◆ **Description of the task**:
Please copy out every line of the data, starting with the line that contains "Note to the class: point out every instance of the earlobe" and going on through the end of the data. Shift each coordinate in the answers up by 49 and leave all other text unchanged.
* Start *
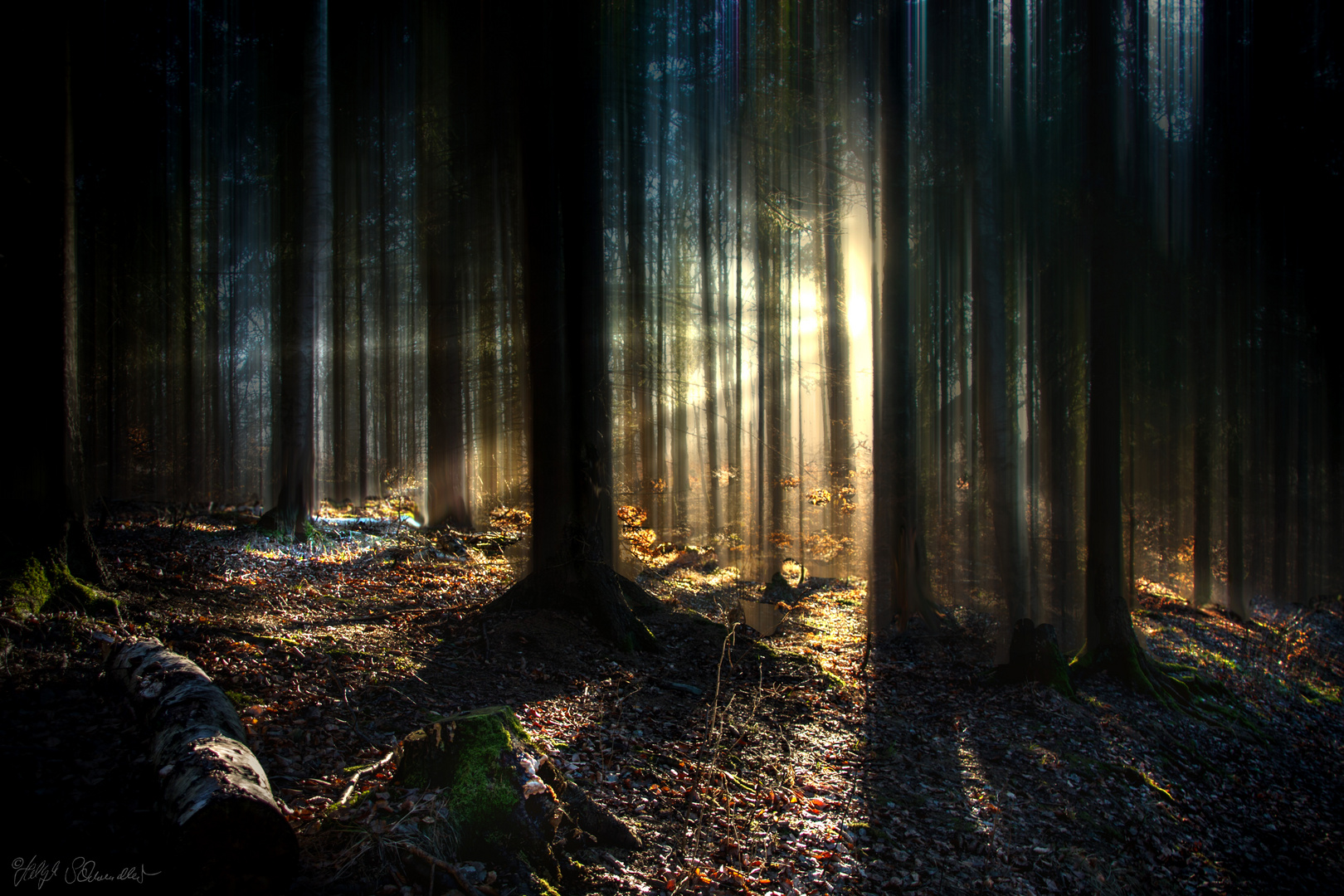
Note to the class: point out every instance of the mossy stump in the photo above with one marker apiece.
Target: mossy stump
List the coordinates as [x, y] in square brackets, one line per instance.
[509, 800]
[1034, 655]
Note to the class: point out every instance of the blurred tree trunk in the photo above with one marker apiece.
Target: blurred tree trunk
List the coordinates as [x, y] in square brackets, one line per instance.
[893, 395]
[47, 519]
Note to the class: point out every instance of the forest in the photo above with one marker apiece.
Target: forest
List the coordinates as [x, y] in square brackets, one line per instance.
[823, 446]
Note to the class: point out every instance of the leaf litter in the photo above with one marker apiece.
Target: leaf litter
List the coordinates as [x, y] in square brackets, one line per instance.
[771, 766]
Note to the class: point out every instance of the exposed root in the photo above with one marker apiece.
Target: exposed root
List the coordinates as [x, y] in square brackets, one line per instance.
[1176, 687]
[592, 590]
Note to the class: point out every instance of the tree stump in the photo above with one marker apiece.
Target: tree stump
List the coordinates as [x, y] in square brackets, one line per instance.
[1034, 655]
[217, 801]
[509, 800]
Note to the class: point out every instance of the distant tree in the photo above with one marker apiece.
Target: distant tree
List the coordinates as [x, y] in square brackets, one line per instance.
[47, 516]
[305, 281]
[440, 158]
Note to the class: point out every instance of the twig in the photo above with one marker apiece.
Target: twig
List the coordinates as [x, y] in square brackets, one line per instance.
[353, 781]
[718, 681]
[442, 865]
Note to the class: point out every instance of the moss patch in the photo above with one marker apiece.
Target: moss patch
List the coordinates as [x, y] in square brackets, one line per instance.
[34, 587]
[470, 755]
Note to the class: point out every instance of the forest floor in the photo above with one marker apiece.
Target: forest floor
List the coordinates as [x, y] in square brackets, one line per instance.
[749, 765]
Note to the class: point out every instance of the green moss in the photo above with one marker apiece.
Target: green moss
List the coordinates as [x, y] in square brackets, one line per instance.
[30, 590]
[463, 754]
[37, 585]
[704, 620]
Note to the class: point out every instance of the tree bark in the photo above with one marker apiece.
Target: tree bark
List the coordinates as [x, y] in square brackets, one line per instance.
[572, 514]
[309, 284]
[440, 156]
[217, 798]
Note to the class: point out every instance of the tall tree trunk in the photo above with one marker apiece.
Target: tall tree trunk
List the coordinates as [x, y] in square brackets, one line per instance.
[893, 397]
[444, 236]
[1203, 359]
[838, 338]
[709, 334]
[311, 282]
[572, 514]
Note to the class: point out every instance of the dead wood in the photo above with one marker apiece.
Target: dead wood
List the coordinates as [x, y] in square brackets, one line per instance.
[216, 796]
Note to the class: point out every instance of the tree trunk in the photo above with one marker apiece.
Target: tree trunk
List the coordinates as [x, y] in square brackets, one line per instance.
[570, 441]
[217, 800]
[893, 392]
[311, 282]
[444, 236]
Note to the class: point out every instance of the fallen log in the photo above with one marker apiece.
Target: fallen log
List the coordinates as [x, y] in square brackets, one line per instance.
[229, 830]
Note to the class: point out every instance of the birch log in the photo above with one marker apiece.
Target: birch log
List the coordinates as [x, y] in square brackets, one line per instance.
[216, 794]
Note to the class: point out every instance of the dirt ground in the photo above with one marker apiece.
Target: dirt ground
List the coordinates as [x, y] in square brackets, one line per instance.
[774, 766]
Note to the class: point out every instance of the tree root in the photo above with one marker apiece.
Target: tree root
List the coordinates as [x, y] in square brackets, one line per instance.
[1177, 687]
[592, 590]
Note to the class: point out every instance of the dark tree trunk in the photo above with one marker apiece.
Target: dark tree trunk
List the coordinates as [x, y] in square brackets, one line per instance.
[567, 338]
[1203, 358]
[304, 289]
[47, 519]
[709, 334]
[438, 152]
[893, 395]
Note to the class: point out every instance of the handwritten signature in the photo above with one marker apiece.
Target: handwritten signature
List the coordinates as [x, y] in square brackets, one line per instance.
[80, 871]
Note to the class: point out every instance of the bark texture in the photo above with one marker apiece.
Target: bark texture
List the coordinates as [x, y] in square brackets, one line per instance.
[216, 794]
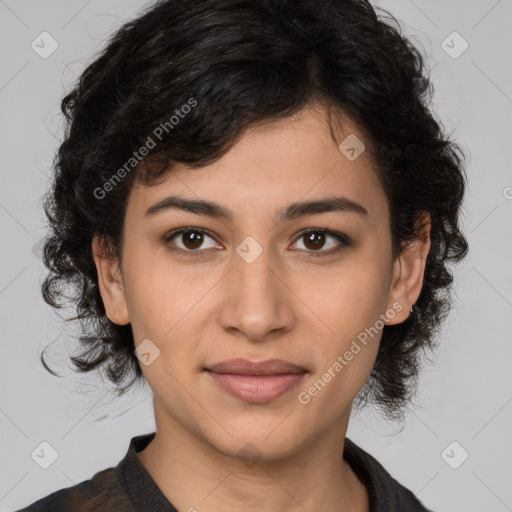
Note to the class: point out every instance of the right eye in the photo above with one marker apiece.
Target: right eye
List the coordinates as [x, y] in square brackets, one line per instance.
[191, 240]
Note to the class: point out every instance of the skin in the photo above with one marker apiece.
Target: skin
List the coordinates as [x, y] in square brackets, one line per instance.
[204, 309]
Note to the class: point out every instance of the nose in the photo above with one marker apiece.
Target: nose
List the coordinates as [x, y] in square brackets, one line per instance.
[258, 303]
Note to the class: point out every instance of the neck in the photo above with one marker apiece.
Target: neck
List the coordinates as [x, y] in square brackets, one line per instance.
[196, 476]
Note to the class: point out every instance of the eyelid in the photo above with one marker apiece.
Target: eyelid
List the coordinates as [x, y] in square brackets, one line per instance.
[343, 239]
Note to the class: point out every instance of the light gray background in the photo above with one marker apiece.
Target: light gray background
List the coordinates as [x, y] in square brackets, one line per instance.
[465, 396]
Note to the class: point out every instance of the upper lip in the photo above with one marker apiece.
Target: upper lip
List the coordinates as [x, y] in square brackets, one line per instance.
[245, 367]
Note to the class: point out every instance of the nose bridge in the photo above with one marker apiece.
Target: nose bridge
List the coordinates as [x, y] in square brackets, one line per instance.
[258, 303]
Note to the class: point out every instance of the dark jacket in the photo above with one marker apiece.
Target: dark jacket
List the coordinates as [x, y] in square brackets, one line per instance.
[128, 487]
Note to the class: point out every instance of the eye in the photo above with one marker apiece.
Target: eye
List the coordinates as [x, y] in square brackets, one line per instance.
[191, 240]
[315, 239]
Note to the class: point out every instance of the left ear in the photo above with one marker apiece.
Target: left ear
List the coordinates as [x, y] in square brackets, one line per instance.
[409, 270]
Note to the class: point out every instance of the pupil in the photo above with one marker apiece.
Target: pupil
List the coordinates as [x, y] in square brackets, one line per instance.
[316, 239]
[194, 238]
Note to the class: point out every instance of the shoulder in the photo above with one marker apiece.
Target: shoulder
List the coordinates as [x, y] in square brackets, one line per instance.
[386, 493]
[100, 493]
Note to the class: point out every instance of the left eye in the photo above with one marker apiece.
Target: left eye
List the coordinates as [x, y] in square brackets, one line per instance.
[315, 240]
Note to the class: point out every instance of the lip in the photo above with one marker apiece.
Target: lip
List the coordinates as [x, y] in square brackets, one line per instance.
[256, 382]
[246, 367]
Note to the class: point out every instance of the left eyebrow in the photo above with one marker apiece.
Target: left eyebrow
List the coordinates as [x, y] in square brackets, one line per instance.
[291, 211]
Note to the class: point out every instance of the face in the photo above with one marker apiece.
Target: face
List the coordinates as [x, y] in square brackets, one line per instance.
[266, 280]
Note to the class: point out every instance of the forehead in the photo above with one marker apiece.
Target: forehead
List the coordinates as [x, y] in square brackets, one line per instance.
[287, 160]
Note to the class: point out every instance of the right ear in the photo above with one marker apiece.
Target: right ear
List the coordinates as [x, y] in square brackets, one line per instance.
[110, 283]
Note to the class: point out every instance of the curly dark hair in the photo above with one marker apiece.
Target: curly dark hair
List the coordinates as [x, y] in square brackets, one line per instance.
[243, 62]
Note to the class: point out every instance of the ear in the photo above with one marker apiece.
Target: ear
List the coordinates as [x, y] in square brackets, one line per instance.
[110, 282]
[409, 270]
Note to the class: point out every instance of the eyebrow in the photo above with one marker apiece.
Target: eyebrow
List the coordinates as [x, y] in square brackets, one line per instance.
[291, 211]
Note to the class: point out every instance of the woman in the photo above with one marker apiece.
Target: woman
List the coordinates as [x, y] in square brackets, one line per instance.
[257, 211]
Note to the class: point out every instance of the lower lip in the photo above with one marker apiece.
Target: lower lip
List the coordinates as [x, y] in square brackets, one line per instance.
[256, 389]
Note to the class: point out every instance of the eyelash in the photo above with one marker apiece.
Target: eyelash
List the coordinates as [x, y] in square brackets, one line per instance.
[343, 239]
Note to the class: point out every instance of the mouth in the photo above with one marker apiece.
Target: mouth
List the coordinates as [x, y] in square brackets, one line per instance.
[256, 382]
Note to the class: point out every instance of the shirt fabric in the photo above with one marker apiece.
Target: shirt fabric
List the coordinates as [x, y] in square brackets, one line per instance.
[128, 487]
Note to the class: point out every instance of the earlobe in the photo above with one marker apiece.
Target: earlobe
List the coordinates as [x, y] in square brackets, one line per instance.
[409, 271]
[110, 283]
* End *
◆ **Reply to the exercise**:
Note to the class: point out every instance of the earlobe in the photo above with one marker apiece.
Target: earlobe
List the coordinates as [x, y] in square brackets, one line per instance.
[458, 320]
[159, 332]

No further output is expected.